--- Source material ---

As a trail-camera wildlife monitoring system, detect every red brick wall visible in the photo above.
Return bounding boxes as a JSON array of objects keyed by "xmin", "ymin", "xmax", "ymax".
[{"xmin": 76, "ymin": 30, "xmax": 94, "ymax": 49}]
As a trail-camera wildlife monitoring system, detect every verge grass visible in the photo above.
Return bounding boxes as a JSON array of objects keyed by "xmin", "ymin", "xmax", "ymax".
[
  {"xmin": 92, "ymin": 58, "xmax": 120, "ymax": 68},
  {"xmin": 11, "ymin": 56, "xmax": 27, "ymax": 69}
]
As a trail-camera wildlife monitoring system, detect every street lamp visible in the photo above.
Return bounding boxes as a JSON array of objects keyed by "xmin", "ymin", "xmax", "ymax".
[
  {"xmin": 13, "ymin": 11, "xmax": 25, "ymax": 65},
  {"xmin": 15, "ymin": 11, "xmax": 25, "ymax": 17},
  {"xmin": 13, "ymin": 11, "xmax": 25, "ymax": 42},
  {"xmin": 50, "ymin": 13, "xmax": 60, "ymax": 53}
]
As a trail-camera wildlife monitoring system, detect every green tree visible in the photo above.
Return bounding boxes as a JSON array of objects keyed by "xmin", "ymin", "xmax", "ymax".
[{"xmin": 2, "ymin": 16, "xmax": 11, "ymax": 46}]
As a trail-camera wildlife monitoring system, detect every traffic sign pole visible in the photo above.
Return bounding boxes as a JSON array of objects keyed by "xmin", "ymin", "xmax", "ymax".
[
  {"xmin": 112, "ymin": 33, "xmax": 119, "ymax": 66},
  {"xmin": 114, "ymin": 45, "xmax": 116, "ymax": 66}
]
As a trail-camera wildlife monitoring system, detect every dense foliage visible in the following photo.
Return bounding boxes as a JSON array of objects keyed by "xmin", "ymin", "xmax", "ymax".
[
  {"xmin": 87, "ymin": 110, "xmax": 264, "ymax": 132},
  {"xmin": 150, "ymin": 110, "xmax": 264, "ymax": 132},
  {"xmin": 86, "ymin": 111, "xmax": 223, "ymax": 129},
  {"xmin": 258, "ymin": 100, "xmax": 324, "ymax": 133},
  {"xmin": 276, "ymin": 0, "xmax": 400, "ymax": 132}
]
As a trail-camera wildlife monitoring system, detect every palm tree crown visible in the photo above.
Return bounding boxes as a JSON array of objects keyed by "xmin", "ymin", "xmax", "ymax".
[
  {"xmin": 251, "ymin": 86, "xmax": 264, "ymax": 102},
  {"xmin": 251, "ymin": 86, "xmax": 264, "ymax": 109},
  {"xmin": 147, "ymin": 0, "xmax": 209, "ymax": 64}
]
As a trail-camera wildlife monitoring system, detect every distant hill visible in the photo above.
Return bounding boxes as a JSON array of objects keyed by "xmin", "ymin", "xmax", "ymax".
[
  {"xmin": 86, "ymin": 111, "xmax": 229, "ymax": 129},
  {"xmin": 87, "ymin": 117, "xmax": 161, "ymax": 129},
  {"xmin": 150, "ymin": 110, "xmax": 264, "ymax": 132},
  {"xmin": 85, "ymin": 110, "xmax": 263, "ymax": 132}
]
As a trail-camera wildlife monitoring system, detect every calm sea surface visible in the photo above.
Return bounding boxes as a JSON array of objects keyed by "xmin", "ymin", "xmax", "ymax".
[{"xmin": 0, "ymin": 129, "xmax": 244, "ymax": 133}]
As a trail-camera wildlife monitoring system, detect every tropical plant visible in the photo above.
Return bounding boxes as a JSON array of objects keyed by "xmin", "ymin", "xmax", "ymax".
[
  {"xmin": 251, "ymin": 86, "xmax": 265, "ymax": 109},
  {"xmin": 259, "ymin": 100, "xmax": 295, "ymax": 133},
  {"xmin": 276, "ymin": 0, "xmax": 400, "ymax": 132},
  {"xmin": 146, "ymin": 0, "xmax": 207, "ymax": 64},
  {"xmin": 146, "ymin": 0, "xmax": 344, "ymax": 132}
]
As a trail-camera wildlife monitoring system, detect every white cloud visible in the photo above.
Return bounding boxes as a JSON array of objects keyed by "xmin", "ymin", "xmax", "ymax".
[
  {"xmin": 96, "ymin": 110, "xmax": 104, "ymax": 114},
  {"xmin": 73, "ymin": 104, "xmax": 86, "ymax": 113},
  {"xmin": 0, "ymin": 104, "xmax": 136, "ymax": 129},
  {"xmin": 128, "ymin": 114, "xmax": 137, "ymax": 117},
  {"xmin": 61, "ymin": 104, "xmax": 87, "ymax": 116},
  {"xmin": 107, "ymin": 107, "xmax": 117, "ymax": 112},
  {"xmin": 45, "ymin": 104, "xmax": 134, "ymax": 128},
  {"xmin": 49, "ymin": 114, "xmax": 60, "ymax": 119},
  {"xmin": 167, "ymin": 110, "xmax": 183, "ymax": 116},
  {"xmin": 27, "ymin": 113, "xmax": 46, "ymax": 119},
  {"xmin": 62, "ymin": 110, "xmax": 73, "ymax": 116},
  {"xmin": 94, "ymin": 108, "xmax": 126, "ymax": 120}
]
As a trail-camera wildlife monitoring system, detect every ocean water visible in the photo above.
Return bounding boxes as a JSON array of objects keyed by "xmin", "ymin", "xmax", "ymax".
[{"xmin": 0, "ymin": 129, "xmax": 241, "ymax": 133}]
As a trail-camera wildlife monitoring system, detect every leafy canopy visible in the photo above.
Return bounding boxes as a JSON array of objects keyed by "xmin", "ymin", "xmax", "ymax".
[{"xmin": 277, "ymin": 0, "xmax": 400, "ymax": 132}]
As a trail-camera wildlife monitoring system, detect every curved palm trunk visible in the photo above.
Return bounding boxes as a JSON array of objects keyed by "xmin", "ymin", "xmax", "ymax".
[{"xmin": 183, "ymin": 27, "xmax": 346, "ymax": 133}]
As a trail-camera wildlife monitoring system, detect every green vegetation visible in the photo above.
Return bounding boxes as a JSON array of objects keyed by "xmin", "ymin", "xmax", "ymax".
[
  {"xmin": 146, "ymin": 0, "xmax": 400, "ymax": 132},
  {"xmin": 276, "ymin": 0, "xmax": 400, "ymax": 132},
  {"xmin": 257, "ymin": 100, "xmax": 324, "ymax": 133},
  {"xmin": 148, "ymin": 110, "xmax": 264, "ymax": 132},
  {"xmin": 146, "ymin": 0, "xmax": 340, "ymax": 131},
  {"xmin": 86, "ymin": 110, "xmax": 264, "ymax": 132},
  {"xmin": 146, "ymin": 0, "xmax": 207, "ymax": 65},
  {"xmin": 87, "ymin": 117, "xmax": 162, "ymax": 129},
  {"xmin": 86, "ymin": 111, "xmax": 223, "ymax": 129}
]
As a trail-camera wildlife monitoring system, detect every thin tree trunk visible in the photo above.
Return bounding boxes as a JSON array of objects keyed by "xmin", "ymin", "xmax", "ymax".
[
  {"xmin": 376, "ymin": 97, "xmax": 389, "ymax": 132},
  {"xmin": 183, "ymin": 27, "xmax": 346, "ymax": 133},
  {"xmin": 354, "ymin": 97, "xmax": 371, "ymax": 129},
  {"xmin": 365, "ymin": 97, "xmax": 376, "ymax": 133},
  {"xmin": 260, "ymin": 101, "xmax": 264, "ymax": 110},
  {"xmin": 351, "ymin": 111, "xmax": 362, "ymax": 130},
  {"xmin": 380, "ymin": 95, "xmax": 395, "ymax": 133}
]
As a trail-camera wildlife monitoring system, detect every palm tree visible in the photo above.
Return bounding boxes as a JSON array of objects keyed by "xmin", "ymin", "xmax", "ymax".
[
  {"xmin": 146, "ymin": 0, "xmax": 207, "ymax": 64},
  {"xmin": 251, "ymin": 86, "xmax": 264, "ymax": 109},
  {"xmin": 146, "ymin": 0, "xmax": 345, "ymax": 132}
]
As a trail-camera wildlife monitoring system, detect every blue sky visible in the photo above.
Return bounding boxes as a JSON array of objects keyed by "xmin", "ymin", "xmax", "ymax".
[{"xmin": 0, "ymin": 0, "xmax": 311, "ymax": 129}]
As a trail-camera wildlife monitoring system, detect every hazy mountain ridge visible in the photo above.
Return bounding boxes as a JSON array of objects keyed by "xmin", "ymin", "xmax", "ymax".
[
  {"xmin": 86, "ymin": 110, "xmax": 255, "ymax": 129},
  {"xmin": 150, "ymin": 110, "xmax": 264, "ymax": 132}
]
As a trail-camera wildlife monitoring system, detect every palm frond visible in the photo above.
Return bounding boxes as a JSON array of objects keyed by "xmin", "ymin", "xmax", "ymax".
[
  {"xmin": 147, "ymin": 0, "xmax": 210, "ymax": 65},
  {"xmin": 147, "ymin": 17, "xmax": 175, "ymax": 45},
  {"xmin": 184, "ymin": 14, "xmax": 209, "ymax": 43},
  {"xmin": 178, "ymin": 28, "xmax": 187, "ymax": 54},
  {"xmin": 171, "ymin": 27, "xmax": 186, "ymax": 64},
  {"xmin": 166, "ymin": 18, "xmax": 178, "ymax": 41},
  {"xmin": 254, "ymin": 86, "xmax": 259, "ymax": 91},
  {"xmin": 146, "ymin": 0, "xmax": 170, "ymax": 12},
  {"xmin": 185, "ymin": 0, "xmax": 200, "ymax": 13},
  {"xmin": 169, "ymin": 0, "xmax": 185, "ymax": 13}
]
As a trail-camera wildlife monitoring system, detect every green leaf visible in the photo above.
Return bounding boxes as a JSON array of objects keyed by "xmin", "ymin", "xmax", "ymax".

---

What you need to do -
Check each line of the entries above, and show every one holding the word "palm".

Exercise solution -
As a trail-camera wildlife monitoring system, detect every palm tree crown visible in the photo above.
As a trail-camera wildlife monitoring system, detect every curved palm trunk visible in the photo above.
As a trail-camera wildlife monitoring system, detect every palm tree visible in the photo above.
As a trail-camera wildlife monitoring system, detect every palm frond visible in the photo above.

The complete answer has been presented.